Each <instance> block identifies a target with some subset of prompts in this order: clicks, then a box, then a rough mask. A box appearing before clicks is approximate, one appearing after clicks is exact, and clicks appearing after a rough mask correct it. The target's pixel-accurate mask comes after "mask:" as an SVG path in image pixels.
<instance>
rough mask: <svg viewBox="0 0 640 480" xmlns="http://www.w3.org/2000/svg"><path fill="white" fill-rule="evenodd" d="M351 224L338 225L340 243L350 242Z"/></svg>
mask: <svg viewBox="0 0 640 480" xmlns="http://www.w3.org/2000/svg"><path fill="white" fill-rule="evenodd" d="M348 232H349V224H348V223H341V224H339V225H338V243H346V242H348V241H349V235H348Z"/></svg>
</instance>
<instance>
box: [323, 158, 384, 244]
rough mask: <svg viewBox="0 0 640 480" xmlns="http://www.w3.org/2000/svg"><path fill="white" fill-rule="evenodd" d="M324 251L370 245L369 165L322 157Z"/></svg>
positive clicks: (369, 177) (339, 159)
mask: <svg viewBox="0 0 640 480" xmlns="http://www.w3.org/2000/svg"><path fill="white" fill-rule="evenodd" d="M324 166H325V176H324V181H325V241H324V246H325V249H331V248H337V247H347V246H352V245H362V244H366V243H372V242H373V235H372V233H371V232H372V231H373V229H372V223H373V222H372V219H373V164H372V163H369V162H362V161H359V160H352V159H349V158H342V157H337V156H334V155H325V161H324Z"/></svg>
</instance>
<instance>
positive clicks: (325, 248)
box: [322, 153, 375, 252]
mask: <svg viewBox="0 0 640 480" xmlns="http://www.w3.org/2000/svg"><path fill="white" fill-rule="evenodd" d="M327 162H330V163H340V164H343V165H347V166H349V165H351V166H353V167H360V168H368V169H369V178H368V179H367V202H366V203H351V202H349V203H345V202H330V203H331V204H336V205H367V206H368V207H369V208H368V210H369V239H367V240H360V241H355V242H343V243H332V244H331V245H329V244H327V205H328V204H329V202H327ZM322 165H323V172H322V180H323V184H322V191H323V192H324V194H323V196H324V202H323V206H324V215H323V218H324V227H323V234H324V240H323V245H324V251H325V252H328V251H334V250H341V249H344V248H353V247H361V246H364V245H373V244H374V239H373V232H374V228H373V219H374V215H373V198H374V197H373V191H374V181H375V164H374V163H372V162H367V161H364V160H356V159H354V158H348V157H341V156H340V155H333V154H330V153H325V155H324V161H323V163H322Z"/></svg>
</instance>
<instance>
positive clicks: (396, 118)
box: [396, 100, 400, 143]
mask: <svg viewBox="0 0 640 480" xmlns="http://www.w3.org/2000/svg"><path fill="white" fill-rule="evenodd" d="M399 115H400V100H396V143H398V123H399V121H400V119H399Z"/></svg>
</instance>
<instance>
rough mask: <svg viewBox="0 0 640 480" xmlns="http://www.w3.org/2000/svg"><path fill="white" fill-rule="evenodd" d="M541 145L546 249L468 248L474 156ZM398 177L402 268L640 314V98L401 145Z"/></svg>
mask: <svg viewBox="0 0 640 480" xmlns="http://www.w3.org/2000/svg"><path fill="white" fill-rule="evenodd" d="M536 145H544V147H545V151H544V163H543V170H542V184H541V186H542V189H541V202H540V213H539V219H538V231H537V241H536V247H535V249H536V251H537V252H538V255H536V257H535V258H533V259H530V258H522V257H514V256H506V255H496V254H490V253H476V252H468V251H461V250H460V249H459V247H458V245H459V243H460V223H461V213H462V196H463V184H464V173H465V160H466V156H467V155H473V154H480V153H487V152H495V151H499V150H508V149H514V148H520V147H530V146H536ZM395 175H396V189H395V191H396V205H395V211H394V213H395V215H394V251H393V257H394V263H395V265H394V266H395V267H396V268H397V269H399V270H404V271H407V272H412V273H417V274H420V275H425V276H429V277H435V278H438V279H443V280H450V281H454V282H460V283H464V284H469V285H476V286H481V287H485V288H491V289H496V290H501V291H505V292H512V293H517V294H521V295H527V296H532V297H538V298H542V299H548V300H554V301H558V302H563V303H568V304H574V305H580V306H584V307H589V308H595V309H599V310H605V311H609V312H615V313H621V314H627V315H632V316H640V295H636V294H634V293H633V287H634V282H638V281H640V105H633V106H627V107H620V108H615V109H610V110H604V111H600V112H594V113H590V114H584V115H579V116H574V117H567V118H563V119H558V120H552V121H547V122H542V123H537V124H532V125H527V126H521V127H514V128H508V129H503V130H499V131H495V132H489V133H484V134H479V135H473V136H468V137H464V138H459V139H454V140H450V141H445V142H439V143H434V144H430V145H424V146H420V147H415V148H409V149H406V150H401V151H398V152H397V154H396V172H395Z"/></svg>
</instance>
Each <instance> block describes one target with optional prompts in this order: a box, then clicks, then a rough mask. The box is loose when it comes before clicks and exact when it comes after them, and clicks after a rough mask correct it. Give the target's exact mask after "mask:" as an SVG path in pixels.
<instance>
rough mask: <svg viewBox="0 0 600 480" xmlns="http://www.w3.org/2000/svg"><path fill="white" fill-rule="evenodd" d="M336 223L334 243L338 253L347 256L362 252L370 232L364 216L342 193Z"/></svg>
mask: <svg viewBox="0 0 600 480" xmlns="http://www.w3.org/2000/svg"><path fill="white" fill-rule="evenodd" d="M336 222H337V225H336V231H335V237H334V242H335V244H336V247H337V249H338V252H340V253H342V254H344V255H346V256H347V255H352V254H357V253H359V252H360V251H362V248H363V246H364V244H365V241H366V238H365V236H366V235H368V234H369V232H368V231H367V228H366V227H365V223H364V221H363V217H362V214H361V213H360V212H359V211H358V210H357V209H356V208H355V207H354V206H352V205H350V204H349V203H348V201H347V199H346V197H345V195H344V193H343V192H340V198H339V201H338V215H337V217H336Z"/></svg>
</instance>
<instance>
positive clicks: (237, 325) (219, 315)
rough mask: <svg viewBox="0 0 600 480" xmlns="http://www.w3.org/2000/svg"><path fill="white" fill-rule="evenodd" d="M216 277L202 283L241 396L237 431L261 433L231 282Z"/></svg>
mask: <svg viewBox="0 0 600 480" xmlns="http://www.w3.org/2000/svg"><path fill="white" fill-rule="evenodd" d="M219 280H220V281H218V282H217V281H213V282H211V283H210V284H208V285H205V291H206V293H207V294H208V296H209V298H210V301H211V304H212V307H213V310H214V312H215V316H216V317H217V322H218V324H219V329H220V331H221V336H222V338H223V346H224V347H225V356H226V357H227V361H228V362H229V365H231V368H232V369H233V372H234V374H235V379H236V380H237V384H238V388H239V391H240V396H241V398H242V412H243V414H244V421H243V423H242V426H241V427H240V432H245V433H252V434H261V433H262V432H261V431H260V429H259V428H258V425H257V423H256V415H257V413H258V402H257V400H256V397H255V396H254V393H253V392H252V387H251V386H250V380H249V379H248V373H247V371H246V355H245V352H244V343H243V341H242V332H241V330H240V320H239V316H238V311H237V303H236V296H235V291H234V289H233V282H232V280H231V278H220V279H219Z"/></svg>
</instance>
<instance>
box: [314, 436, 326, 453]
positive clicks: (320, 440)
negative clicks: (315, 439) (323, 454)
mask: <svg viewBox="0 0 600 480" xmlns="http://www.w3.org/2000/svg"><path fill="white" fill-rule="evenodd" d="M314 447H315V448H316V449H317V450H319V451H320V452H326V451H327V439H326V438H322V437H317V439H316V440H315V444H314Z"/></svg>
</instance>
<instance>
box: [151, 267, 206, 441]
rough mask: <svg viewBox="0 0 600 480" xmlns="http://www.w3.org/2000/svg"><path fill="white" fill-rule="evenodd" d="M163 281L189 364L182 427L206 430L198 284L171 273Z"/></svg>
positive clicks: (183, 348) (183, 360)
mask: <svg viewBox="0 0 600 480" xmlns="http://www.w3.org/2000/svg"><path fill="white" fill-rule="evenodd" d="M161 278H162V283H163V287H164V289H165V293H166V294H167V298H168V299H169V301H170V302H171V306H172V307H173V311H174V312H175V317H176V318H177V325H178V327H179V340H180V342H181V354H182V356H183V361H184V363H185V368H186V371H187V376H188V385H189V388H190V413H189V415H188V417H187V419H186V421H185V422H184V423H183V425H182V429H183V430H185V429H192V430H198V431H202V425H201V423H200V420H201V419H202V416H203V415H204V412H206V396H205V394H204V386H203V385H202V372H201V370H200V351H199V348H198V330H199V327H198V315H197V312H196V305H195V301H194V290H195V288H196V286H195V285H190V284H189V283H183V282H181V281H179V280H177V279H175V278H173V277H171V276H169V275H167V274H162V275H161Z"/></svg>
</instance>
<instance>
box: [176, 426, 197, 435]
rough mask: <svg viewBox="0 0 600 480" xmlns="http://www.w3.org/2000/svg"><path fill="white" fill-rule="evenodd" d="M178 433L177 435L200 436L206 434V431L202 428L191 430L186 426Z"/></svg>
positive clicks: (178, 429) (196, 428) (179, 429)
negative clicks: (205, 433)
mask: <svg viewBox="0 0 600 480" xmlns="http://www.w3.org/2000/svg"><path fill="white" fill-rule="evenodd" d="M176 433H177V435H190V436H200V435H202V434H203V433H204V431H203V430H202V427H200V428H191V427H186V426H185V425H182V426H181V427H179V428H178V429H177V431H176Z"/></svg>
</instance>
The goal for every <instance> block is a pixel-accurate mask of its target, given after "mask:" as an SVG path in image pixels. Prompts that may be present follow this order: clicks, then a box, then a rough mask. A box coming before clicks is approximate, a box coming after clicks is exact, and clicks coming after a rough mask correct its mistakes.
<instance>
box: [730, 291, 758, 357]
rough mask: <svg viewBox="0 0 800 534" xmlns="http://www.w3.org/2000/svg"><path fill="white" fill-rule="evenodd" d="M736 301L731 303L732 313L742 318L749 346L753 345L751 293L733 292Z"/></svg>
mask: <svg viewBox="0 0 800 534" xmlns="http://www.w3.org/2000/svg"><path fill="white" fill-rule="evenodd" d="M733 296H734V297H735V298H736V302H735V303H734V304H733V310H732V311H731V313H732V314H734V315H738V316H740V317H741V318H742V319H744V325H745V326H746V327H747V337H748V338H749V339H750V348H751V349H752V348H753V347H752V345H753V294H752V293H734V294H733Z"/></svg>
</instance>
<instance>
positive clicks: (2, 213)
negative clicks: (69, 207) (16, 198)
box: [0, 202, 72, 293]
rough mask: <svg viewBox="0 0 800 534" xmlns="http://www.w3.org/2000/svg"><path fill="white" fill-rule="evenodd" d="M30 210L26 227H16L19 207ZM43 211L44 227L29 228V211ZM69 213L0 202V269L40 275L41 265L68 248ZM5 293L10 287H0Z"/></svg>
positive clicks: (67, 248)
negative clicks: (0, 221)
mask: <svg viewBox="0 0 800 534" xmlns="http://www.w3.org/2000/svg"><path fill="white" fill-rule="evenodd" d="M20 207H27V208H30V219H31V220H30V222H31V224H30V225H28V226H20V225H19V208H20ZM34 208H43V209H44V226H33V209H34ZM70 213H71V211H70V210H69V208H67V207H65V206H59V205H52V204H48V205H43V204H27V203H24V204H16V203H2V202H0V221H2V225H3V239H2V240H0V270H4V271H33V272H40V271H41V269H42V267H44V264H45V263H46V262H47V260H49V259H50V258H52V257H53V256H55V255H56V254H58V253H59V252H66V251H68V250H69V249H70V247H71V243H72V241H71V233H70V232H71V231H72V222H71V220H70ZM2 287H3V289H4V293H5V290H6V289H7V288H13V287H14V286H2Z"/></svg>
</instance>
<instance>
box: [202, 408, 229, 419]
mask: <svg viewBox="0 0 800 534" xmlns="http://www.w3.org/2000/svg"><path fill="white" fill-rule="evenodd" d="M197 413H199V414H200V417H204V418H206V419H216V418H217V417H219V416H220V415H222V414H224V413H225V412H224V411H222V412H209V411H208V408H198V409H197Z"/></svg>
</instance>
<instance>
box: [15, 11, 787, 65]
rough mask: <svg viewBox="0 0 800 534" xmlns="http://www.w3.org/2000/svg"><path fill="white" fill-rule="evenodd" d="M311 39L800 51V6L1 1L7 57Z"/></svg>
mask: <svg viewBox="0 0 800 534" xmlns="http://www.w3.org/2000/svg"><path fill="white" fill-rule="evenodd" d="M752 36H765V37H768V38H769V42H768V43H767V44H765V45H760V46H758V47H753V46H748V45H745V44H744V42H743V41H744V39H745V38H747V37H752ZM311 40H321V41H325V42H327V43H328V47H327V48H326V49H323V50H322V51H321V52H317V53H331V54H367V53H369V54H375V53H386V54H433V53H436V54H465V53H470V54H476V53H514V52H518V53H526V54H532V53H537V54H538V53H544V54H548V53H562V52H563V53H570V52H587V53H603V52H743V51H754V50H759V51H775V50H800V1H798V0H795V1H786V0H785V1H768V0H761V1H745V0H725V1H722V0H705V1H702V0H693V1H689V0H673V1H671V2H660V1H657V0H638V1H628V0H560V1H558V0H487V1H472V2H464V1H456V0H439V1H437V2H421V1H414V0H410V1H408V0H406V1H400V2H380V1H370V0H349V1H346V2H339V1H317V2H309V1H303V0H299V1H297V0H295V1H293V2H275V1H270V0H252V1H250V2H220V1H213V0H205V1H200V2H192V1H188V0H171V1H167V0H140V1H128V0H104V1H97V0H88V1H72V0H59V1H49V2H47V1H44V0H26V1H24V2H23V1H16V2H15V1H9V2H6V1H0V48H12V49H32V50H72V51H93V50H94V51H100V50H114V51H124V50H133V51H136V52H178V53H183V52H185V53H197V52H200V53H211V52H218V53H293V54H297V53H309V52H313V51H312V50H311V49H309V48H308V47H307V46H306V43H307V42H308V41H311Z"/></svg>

*****

Give the count of lines in the listing that hold "comes", and write nothing beyond it.

• RESPONSE TO THIS EXERCISE: 2